■ Problem details: Copy each of the following lines word for word, keeping every character and all punctuation unchanged.

■ Dataset extract:
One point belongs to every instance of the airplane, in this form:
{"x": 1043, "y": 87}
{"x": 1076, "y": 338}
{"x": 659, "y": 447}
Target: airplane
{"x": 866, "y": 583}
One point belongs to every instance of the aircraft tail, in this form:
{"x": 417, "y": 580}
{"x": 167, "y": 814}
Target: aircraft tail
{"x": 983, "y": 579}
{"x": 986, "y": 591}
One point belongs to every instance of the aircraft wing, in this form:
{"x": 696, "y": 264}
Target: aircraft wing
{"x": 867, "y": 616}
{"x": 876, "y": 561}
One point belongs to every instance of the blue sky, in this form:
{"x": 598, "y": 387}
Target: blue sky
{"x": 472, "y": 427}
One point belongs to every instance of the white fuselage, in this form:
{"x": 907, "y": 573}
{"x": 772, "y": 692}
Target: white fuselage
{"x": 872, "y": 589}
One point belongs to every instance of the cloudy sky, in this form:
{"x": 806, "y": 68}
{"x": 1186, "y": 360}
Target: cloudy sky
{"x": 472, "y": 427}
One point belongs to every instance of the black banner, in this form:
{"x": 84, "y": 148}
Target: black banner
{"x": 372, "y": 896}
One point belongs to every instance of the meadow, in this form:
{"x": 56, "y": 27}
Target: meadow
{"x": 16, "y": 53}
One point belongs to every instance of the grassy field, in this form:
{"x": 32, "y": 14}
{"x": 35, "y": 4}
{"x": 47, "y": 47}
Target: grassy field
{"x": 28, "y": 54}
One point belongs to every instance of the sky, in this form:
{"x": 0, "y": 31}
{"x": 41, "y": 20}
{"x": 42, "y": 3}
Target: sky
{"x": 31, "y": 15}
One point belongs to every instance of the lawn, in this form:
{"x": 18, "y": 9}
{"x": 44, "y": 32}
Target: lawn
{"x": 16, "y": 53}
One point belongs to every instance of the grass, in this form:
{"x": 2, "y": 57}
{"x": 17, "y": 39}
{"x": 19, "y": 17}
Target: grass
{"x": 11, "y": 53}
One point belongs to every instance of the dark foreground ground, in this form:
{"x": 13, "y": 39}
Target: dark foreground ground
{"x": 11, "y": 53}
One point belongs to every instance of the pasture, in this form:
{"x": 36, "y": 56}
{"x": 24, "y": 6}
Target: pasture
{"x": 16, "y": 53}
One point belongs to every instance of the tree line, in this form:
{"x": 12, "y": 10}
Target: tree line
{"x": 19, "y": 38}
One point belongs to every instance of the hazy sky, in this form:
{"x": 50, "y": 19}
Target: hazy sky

■ Result below:
One point belongs to every instance of the airplane, in this form:
{"x": 1043, "y": 87}
{"x": 1076, "y": 338}
{"x": 659, "y": 447}
Target: airplane
{"x": 866, "y": 583}
One point belongs to every instance of the aircraft tail, in this form:
{"x": 417, "y": 580}
{"x": 167, "y": 814}
Target: aircraft tail
{"x": 983, "y": 579}
{"x": 986, "y": 591}
One point belongs to every instance of the aircraft wing, in this form:
{"x": 696, "y": 264}
Target: aircraft wing
{"x": 867, "y": 616}
{"x": 876, "y": 561}
One point belongs to every instance of the blue sky, in this form:
{"x": 598, "y": 387}
Target: blue sky
{"x": 472, "y": 427}
One point belongs to every instance of the white fuselage, in this form:
{"x": 907, "y": 573}
{"x": 772, "y": 692}
Target: white fuselage
{"x": 872, "y": 589}
One point belongs to every instance of the cloudy sky, in this form:
{"x": 806, "y": 68}
{"x": 1186, "y": 360}
Target: cloudy sky
{"x": 472, "y": 427}
One point belongs to every instance of the black banner, in this form:
{"x": 84, "y": 148}
Target: black banner
{"x": 372, "y": 896}
One point belongs to every instance of the meadow, in this form:
{"x": 56, "y": 27}
Target: meadow
{"x": 16, "y": 53}
One point belongs to every instance of the grassy field, in this form:
{"x": 32, "y": 14}
{"x": 35, "y": 4}
{"x": 47, "y": 47}
Target: grassy field
{"x": 28, "y": 54}
One point belongs to every instance of the sky, in this form:
{"x": 0, "y": 31}
{"x": 41, "y": 20}
{"x": 42, "y": 3}
Target: sky
{"x": 31, "y": 15}
One point belongs to every instance of the lawn, in this form:
{"x": 18, "y": 9}
{"x": 44, "y": 32}
Target: lawn
{"x": 16, "y": 53}
One point belongs to every instance of the grass, in this form:
{"x": 2, "y": 57}
{"x": 17, "y": 39}
{"x": 19, "y": 17}
Target: grass
{"x": 11, "y": 53}
One point belongs to every instance of the dark foreground ground, in this form:
{"x": 13, "y": 39}
Target: dark foreground ground
{"x": 11, "y": 53}
One point belongs to every instance of the pasture, in this form:
{"x": 36, "y": 56}
{"x": 24, "y": 6}
Target: pasture
{"x": 16, "y": 53}
One point belongs to every instance of the tree line, in this form:
{"x": 12, "y": 10}
Target: tree line
{"x": 19, "y": 38}
One point belongs to every instance of the hazy sky, in this form:
{"x": 50, "y": 19}
Target: hazy sky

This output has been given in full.